TO DO
Retype the lines from the first one in the records down to the line containing "TARGET = paved asphalt ground", counting both, and leave out any pictures.

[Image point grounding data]
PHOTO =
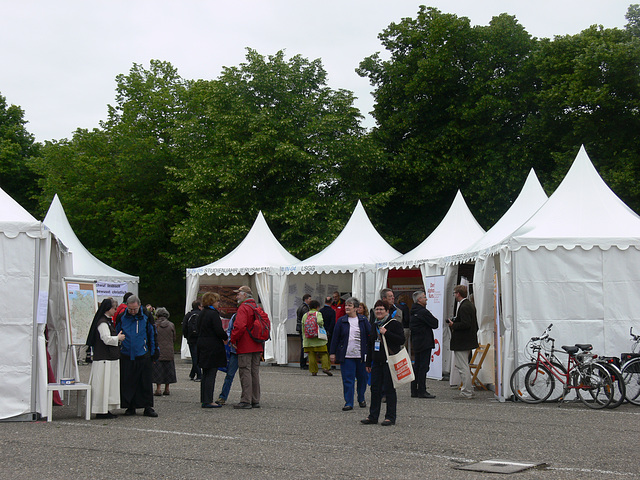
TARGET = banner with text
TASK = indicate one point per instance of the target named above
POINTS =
(434, 288)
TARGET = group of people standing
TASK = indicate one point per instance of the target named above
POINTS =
(212, 348)
(132, 349)
(362, 345)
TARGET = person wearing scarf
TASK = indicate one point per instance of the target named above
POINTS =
(105, 369)
(381, 380)
(211, 351)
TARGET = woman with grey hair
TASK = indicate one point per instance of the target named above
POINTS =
(164, 369)
(349, 348)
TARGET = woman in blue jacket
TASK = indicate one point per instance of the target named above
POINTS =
(349, 349)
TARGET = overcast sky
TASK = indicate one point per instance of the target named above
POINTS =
(59, 59)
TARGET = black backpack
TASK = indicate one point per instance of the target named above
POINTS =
(192, 326)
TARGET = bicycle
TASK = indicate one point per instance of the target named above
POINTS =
(612, 366)
(631, 371)
(534, 382)
(542, 343)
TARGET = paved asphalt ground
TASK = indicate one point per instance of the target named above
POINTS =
(301, 432)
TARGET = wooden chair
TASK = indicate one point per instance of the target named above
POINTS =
(475, 365)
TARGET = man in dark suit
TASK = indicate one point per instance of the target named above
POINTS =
(464, 337)
(329, 317)
(302, 309)
(422, 324)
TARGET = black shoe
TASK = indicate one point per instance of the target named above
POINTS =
(105, 416)
(150, 412)
(426, 395)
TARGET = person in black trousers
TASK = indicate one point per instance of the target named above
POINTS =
(422, 324)
(381, 380)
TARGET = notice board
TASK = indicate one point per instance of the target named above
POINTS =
(81, 304)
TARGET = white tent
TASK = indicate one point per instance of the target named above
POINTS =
(255, 262)
(530, 199)
(85, 265)
(575, 263)
(350, 262)
(31, 269)
(456, 232)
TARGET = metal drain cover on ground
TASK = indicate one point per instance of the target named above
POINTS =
(499, 466)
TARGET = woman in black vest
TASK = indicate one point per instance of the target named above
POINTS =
(105, 369)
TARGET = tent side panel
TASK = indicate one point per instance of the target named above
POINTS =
(17, 263)
(621, 274)
(563, 287)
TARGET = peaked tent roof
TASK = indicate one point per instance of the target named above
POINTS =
(456, 232)
(84, 263)
(358, 247)
(14, 219)
(529, 201)
(260, 251)
(583, 211)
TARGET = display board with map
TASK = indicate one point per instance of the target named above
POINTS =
(81, 304)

OUTPUT BELOW
PHOTO =
TARGET = banner with text
TASK = indicate one point per instance of the target named above
POINTS =
(434, 288)
TARGET = group of people standing
TASK = indicate one point per instance of the target named above
POINTS =
(212, 348)
(132, 349)
(362, 345)
TARGET = person wearing scarf
TASK = indicate one point per instance of the target named above
POINTS =
(105, 369)
(381, 380)
(211, 351)
TARGET = woman with grey hair
TASK = indicate one point per instance of the target named above
POINTS =
(164, 369)
(349, 348)
TARGET = woman in blue jacket
TASK = indicate one point per instance of the target named above
POINTS =
(349, 349)
TARGET = overcast sky
TASK = indicate one point per instance of the target named above
POINTS =
(59, 59)
TARGET = black backpack
TASK = indicate one point per instance of the target named above
POINTS =
(192, 326)
TARGET = bicycle
TASK = indicate one point per instance of the target named above
POINTS =
(612, 366)
(631, 371)
(534, 382)
(542, 343)
TARGET = paved asphalt ground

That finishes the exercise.